### SET TASK
Return all of the entries exactly, with nothing added or left out.

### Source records
===

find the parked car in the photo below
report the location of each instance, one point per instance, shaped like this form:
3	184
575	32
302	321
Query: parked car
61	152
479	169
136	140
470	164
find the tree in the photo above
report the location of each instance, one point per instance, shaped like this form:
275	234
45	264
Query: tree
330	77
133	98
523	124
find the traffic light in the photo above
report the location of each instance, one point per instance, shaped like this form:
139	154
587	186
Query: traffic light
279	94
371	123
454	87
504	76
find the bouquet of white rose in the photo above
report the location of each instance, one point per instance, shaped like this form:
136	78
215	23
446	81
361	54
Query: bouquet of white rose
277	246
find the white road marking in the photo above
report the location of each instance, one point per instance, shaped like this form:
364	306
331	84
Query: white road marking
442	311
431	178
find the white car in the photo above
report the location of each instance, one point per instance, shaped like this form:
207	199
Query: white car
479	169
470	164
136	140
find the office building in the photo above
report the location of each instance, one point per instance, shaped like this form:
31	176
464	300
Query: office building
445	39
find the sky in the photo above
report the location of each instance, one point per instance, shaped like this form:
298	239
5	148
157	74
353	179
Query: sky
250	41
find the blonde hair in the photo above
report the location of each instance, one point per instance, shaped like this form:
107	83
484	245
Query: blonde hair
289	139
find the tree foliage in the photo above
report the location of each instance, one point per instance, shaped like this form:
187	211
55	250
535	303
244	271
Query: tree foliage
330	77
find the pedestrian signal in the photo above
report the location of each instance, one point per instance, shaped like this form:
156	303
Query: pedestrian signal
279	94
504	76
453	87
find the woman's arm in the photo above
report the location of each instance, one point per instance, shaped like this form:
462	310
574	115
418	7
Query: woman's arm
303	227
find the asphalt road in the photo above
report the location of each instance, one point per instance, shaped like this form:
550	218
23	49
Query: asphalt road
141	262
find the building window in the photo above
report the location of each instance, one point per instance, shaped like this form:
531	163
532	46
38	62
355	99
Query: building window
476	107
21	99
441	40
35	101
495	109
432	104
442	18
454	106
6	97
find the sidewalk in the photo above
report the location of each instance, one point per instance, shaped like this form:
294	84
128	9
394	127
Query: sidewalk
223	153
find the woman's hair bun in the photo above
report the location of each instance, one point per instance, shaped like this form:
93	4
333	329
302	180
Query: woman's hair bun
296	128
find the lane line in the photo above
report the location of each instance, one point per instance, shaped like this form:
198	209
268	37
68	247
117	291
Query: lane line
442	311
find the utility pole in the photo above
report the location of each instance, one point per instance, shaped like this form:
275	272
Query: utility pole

===

### WRITTEN SOLUTION
find the parked car in the photo below
report the location of each instance, one point per instance, shaped like this form:
3	184
575	32
302	321
Query: parked car
61	152
479	169
136	140
470	164
find the tree in the photo above
report the location of each instance, one point per instance, shaped like this form:
275	234
45	264
Query: tree
330	77
133	98
523	124
find the traffic light in the photo above
report the location of each instance, one point per instance, shaped like this form:
139	154
587	186
Query: traffic light
279	94
371	123
454	87
504	76
find the bouquet of white rose in the photo above
report the location of each instance, one point per instance, shaped like this form:
136	78
215	23
446	81
361	54
Query: bouquet of white rose
277	246
find the white road marking in the photo above
report the location of each instance, one point per instance, shaped like this form:
364	306
331	84
Query: white road marking
442	311
431	178
find the white car in the photo above
report the location of each instance, one point per instance, shaped like this form:
207	199
Query: white car
479	169
470	164
136	140
find the office building in the photo above
report the location of each instance, one point per instance, shaped like this form:
31	176
464	300
Query: office building
445	39
find the sky in the photo above
report the location of each instance, one point per instance, shaped like this form:
298	239
5	148
157	74
353	179
Query: sky
250	41
find the blonde hair in the photo above
report the location of each instance, one point per instance, shaped like this form:
107	83
484	245
Query: blonde hair
289	139
find the tree foliage in the photo above
report the location of each instance, one point per instance, shaped like this form:
187	211
55	250
535	303
244	271
Query: tree foliage
330	77
find the pedestrian signal in the photo above
report the location of each instance, one point per instance, shaped like this form:
156	303
Query: pedestrian signal
279	94
504	76
453	87
find the woman's arm in the photo above
report the location of each instance, one point per instance, shaped like this form:
462	310
574	115
418	7
Query: woman's arm
303	227
find the asphalt road in the photo above
report the location of each instance, one point per instance, shaped like this form:
550	218
23	49
Query: asphalt road
141	262
find the building window in the photo above
report the location of each instance, one point per instance, shaped like this form:
531	163
532	46
38	62
355	99
Query: building window
476	107
21	99
441	40
35	101
495	109
432	104
442	18
454	106
6	97
find the sidewalk in the photo above
report the location of each instance, one point per instance, shaped like this form:
294	84
128	9
394	127
Query: sidewalk
223	153
find the woman's hair bun in the photo above
report the location of each instance, one point per instance, shaped like this form:
93	4
333	329
302	180
Query: woman's hair bun
296	128
find the lane line in the photo above
report the location of each instance, one point per instance, shaped like this form:
198	209
268	37
68	247
117	291
Query: lane line
442	311
find the utility pole in the photo above
report the location of each instance, one point per instance, shaped like this form:
275	272
Query: utility pole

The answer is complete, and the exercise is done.